WHAT IS EXPECTED:
Return the lines below exactly, starting with the line that contains "the beige upholstered" and stopping after the last line.

PROVIDED DATA:
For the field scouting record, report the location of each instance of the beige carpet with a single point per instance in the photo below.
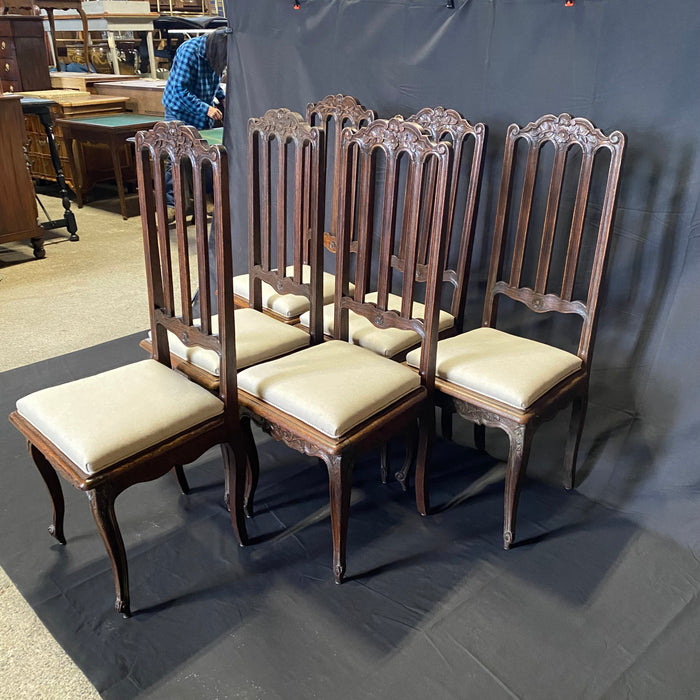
(82, 294)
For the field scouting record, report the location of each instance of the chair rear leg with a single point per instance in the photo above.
(578, 418)
(426, 435)
(384, 462)
(252, 466)
(235, 461)
(520, 440)
(179, 473)
(340, 487)
(446, 421)
(102, 507)
(53, 484)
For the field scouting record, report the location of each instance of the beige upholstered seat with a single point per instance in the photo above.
(387, 342)
(100, 420)
(289, 306)
(332, 387)
(505, 367)
(258, 338)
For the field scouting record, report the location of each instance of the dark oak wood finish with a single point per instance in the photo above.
(282, 150)
(17, 198)
(113, 132)
(464, 184)
(565, 134)
(168, 312)
(332, 114)
(414, 164)
(23, 61)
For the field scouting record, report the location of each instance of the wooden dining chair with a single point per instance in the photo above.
(259, 336)
(337, 399)
(132, 424)
(501, 379)
(468, 142)
(330, 116)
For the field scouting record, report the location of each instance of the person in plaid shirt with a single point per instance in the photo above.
(193, 86)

REPLY:
For the field scouting record, report the location of each instance of the beige upholstered seat with a single point per instance in the photo above.
(387, 342)
(100, 420)
(289, 306)
(332, 387)
(505, 367)
(258, 338)
For the field scouting record, report the location of each instance of the dark oak wood finish with a single point per instance in the photo above.
(282, 150)
(17, 198)
(113, 132)
(464, 184)
(565, 134)
(168, 312)
(332, 114)
(414, 164)
(23, 61)
For the field scouting record, report the location of each instance of the wooden dining chair with a single point per instance in the photo above.
(259, 336)
(337, 399)
(132, 424)
(501, 379)
(468, 142)
(330, 116)
For the field scouting record, report the location of each instance of the person in plaid shirt with a single point per instance in the photo above.
(193, 86)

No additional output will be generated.